## Extrait du document
......
Le service capitulé : une alliance à multiples facettes

Six cents ans durant, c’est-à-dire du XIIIème siècle au début du XIXème siècle, les soldats, enrôlés contre rémunération dominent les champs de bataille européens. Et parmi ces mercenaires, les soldats suisses font figures de professionnels très aguerris. Aussi sont-ils très recherchés. Ce qui conduit les autorités helvétiques à instaurer un système de « location de mercenaires », généralement connu sous le terme de « service étranger ». 

 

Distinction entre mercenaires et soldats capitulés

Ce service marque de son empreinte, dès le milieu du XVème siècle, à la fois la société, l’économie et la politique de la Confédération. C’est alors que les rois de France tentent de s’allier plus étroitement aux cantons confédérés. Pour des fondements certes de stratégie politique, et en particulier en raison de la nécessité pour le gouvernement français de rechercher des alliances pour lutter contre le duché de Bourgogne et l’empire des Habsbourg, le royaume de France doit se rapprocher des villes-États suisses. Mais là ne réside pas le seul intérêt de la coalition espérée.
......
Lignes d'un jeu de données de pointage
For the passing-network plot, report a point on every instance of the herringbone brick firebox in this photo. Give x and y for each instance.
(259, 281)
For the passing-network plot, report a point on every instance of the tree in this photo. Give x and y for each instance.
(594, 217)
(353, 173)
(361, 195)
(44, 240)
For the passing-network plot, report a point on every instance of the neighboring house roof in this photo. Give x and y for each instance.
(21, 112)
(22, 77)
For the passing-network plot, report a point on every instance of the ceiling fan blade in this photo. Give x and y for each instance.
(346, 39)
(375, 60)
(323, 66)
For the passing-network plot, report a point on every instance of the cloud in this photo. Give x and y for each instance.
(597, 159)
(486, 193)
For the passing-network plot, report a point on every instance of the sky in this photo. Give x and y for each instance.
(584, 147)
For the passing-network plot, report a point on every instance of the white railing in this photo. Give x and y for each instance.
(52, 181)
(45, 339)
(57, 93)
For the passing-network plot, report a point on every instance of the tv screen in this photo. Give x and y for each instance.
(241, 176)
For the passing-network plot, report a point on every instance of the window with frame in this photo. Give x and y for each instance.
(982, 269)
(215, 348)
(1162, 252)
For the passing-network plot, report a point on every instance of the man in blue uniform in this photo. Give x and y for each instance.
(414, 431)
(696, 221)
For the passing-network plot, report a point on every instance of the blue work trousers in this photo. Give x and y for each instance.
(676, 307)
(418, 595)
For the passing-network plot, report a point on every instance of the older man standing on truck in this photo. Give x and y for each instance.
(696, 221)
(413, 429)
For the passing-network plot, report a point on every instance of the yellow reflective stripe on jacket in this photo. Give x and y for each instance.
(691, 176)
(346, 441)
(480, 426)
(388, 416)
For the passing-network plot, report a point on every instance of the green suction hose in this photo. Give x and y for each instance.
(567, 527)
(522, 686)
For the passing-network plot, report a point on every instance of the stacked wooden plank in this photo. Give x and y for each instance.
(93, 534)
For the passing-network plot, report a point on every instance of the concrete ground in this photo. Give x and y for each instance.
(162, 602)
......
## Tâche donnée 1
Citez à l'identique le passage du texte sur le service capitulé qui débute aux mots « Ce service marque » et se termine après « la coalition espérée. ».
## Tâche donnée 2
Comptez les lignes du jeu de données où figure la chaîne « blue », puis indiquez uniquement ce nombre.

## Résultat correct 1
Ce service marque de son empreinte, dès le milieu du XVème siècle, à la fois la société, l’économie et la politique de la Confédération. C’est alors que les rois de France tentent de s’allier plus étroitement aux cantons confédérés. Pour des fondements certes de stratégie politique, et en particulier en raison de la nécessité pour le gouvernement français de rechercher des alliances pour lutter contre le duché de Bourgogne et l’empire des Habsbourg, le royaume de France doit se rapprocher des villes-États suisses. Mais là ne réside pas le seul intérêt de la coalition espérée.

## Résultat correct 2
2